Curiosamente, todos eles vivem conversando uns com os outros, pra demonstrar, precisamente, que NÃO ESQUECERAM. E a Folha de S.Paulo vive de perguntar ao Jarbas Passarinho o que ele diz que esqueceu, mas tá na cara que ele não esqueceu, pq, se esqueceu... pra que entrevistar o cara?! [risos, risos]. Além desses, sempre há, é claro, também, (iii) os perfeitos imbecis de sempre, que, lembrando ou esquecendo, sempre pensam que sabem tudo, porque, esses, afinal, sempre há, feito os Jabores e os Mainardis e as D. Danuza Leão e as Lucia Hippólito e o Jô e D. Eliane, e D. Dora Kramer e o Clóvis Rossi e tal & tal.

Esses três grupos, hoje, ainda convivem, no Brasil – porque são generacionalmente contemporâneos. Estão vivos e ativos na sociedade brasileira, ainda, em 2006, tanto o General Meira Mattos (92 anos) – que está incluído no grupo (i), acima – quanto o deputado Babá, dito ‘trotskista’ (de algum trotskismo que ele, diz ele, teria aprendido da senadora HH, a qual, diz ela, tê-lo-ia aprendido na Bíblia, durante um curso de enfermagem).

——————

ENUNCIADO A = Segundo o trecho selecionado, qual era a idade do General Meira Mattos?
ENUNCIADO B = Diga se cada afirmação abaixo está de acordo com o trecho selecionado, citando as palavras decisivas do texto: (i) os três grupos convivem hoje no Brasil; (ii) o General Meira Mattos faz parte do grupo (iii); (iii) a Folha de S.Paulo pergunta a Jarbas Passarinho o que ele diz ter esquecido.
ENUNCIADO C = Resuma o trecho selecionado em duas frases.

——————

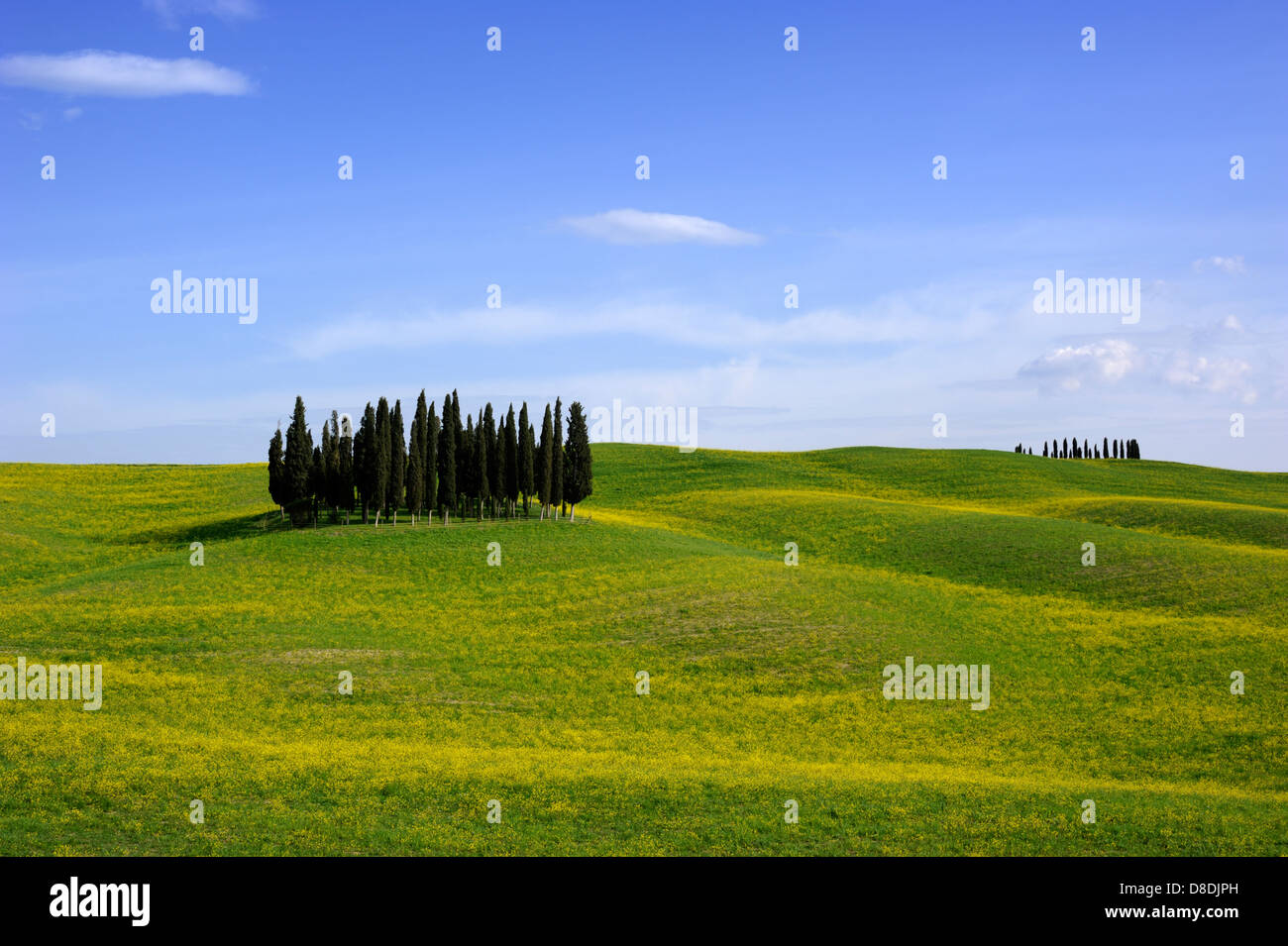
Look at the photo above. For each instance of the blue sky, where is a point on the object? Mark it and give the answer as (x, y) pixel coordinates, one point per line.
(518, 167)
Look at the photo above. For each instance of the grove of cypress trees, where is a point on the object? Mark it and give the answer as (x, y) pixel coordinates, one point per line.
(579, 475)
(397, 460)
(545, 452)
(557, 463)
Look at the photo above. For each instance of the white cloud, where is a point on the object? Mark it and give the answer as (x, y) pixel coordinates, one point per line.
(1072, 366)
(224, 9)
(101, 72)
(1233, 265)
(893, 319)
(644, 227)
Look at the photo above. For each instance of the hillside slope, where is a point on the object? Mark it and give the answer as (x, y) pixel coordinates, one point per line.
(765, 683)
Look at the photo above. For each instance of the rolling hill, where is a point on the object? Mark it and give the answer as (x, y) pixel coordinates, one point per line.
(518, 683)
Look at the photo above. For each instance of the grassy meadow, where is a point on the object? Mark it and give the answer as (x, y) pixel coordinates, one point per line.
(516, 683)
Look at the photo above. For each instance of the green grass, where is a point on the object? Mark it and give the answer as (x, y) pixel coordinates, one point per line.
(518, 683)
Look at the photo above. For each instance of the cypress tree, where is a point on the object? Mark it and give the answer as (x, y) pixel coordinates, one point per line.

——————

RESPOSTA A = 92 anos.

RESPOSTA B =
(i) Sim: "Esses três grupos, hoje, ainda convivem, no Brasil".
(ii) Não: "que está incluído no grupo (i), acima".
(iii) Sim: "E a Folha de S.Paulo vive de perguntar ao Jarbas Passarinho o que ele diz que esqueceu".

RESPOSTA C = Segundo o trecho, certas pessoas vivem conversando entre si para mostrar que não esqueceram, e há também o grupo (iii), o dos "perfeitos imbecis de sempre", que sempre pensam que sabem tudo. Esses três grupos ainda convivem no Brasil por serem contemporâneos, e em 2006 continuam vivos e ativos tanto o General Meira Mattos quanto o deputado Babá.